(PROBLEM DESCRIPTION) Give an exact copy of every line, leaving images out.
=== DATA ROWS ===
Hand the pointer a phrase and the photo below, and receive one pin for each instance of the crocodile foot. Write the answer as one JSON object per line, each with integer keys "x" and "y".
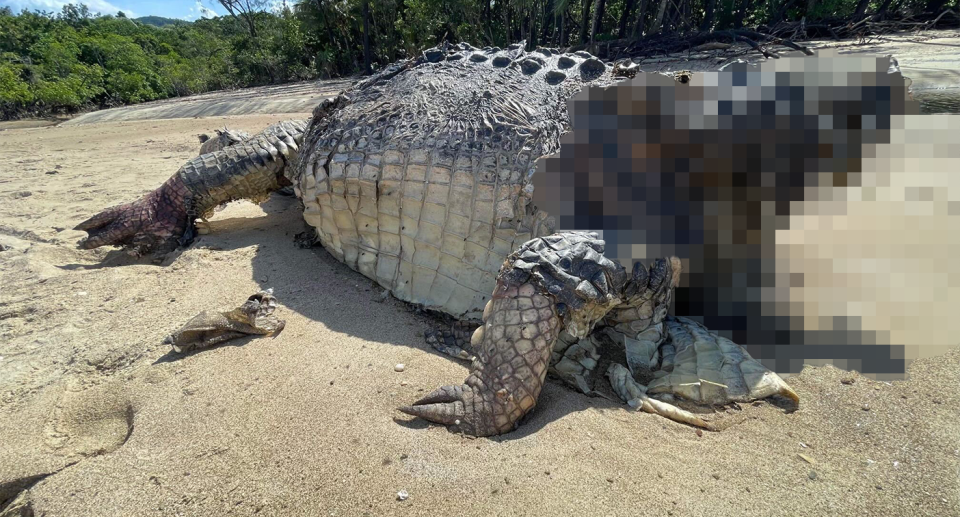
{"x": 256, "y": 316}
{"x": 158, "y": 223}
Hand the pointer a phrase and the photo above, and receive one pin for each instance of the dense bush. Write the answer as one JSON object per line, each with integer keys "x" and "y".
{"x": 57, "y": 62}
{"x": 63, "y": 62}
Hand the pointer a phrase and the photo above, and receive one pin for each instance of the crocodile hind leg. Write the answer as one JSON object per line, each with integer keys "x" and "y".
{"x": 162, "y": 220}
{"x": 562, "y": 281}
{"x": 681, "y": 358}
{"x": 455, "y": 340}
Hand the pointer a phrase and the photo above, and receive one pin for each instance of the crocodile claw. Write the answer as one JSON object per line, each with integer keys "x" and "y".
{"x": 442, "y": 406}
{"x": 468, "y": 410}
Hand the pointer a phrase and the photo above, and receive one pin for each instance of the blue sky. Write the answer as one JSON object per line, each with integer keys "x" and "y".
{"x": 184, "y": 9}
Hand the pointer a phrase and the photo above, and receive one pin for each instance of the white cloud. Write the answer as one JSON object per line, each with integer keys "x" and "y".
{"x": 96, "y": 6}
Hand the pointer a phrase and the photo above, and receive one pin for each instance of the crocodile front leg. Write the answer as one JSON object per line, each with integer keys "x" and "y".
{"x": 163, "y": 219}
{"x": 551, "y": 283}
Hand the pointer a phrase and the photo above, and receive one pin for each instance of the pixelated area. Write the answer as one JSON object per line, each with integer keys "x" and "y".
{"x": 808, "y": 199}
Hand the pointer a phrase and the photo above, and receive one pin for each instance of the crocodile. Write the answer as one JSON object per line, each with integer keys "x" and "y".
{"x": 419, "y": 178}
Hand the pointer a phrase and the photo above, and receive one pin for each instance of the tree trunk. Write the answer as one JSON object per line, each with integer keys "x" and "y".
{"x": 622, "y": 26}
{"x": 585, "y": 21}
{"x": 562, "y": 25}
{"x": 251, "y": 25}
{"x": 861, "y": 8}
{"x": 708, "y": 15}
{"x": 658, "y": 21}
{"x": 366, "y": 37}
{"x": 641, "y": 18}
{"x": 742, "y": 13}
{"x": 598, "y": 19}
{"x": 546, "y": 34}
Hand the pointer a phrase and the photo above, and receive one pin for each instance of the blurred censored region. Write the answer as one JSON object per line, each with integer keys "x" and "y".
{"x": 814, "y": 209}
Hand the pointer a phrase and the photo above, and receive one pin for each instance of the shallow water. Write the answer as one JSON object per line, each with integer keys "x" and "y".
{"x": 940, "y": 100}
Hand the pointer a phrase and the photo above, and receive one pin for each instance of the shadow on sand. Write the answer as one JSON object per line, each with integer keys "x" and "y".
{"x": 315, "y": 285}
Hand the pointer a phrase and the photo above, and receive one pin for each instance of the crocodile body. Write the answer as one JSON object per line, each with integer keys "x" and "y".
{"x": 420, "y": 178}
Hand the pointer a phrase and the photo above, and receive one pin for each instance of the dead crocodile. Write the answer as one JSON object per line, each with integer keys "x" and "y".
{"x": 225, "y": 138}
{"x": 419, "y": 178}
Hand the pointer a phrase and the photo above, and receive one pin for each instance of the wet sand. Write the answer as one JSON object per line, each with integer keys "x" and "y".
{"x": 97, "y": 417}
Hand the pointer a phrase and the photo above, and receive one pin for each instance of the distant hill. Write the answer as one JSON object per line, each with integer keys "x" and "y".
{"x": 159, "y": 21}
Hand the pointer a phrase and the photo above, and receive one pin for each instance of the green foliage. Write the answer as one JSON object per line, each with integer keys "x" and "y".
{"x": 74, "y": 59}
{"x": 61, "y": 62}
{"x": 158, "y": 21}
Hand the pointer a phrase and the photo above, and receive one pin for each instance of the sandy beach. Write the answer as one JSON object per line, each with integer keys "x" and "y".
{"x": 98, "y": 417}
===
(OUTPUT)
Hand the pointer a phrase and the photo below, and receive one pin for each instance of the crocodile foot. Write the answer as one JSON object per line, each with integer keys "x" and "y".
{"x": 256, "y": 316}
{"x": 158, "y": 223}
Hand the pointer a phrase and the photo above, and receive one pin for each instance of the dense bush. Write the answer as one JSON object per line, each with integer keys "x" and "y".
{"x": 57, "y": 62}
{"x": 63, "y": 62}
Hand the pointer a phrase and the photo above, and receive one pin for each instance of the crocodile hind leg. Write the answer as one JSON object per line, each with integer keys "x" and "y".
{"x": 162, "y": 220}
{"x": 562, "y": 281}
{"x": 681, "y": 358}
{"x": 455, "y": 340}
Hand the pointer a phrase and the photo above, and receive one pin for each instance of the crocodile claw. Write the answer as one JSON object per line, each with integer keys "x" and "y".
{"x": 442, "y": 406}
{"x": 468, "y": 410}
Hand the pointer a phrase and the photo above, and receive one pin for each instance of the blue sky. Write the answer as one JSON object per line, each with integer keys "x" and "y".
{"x": 184, "y": 9}
Hand the pointer a phrase and the photo above, and receive one pin for each instance of the white cloud. Write the answer as one JSON object per line, each with integer keys "x" and "y".
{"x": 96, "y": 6}
Hand the pointer a phrase and the photo above, and receive one pin for each instance of the crocodile front leg. Write the answer as one JSON object per line, each with integer keys "x" and "y".
{"x": 163, "y": 219}
{"x": 551, "y": 283}
Hand the pointer a phrase and the photo above, and receive one pin for each instance of the pixelated area. Write the answer as one JSON object per line, each with integer keys "x" and "y".
{"x": 808, "y": 199}
Hand the pointer a phrase and the photo above, and receive one pin for each instance of the crocodile. Write the answer as one JSON object per line, each with integer keys "x" and "y".
{"x": 419, "y": 178}
Hand the pointer a phrase and the photo above, and receive one pin for each instance of the tree trunk. Write the answer as one JSON object per line, each with integer keys "x" and "y".
{"x": 622, "y": 26}
{"x": 585, "y": 21}
{"x": 562, "y": 25}
{"x": 251, "y": 25}
{"x": 861, "y": 8}
{"x": 708, "y": 15}
{"x": 658, "y": 21}
{"x": 366, "y": 37}
{"x": 641, "y": 18}
{"x": 742, "y": 13}
{"x": 598, "y": 19}
{"x": 546, "y": 34}
Hand the pointer a phrase and the photo above, and receive one pin for each instance of the blurred censored region. Write the answer as one JSON object per line, each with integer keys "x" and "y".
{"x": 814, "y": 209}
Hand the pointer a phrase and the photo above, and receive one pin for each instance of the shallow water. Write the answer as one JSON object per line, each with integer keys "x" and "y".
{"x": 940, "y": 100}
Hand the pointer a phrase and the photo above, and receive one pin for each instance of the shadow on sand. Write the answer as one JSON object per line, each with integer keys "x" and "y".
{"x": 315, "y": 285}
Hand the pointer a phrase and the photo above, and receive one pin for each instance of the crocodile body. Write the answer as one JSON object per line, each with integer keys "x" and "y".
{"x": 420, "y": 178}
Hand the pointer a phrase and the photo above, and receive one pin for each instance of the dead crocodile. Write the answer as one JSON object per line, each with integer keys "x" and "y".
{"x": 225, "y": 138}
{"x": 419, "y": 178}
Hand the pointer a phrase and the photo above, and receive one pin for each instance of the wet sand. Write the answer as one JSON object per line, each with integer keys "x" and "y".
{"x": 97, "y": 417}
Hand the pointer a phrase and the photo above, and receive one pin for each instance of the distant hill. Write the answer as one JSON object per line, each with integer keys "x" and "y".
{"x": 159, "y": 21}
Hand the pointer a phrase and the photo above, and receive one pin for each instance of the green foliage. Write the answer as one JSON object per line, each with integer keys "x" and "y".
{"x": 74, "y": 59}
{"x": 61, "y": 62}
{"x": 158, "y": 21}
Hand the pointer a phrase and the photo above, and receive one pin for each instance of the sandy beach. Write the answer as one JSON object per line, each with integer keys "x" and "y".
{"x": 98, "y": 417}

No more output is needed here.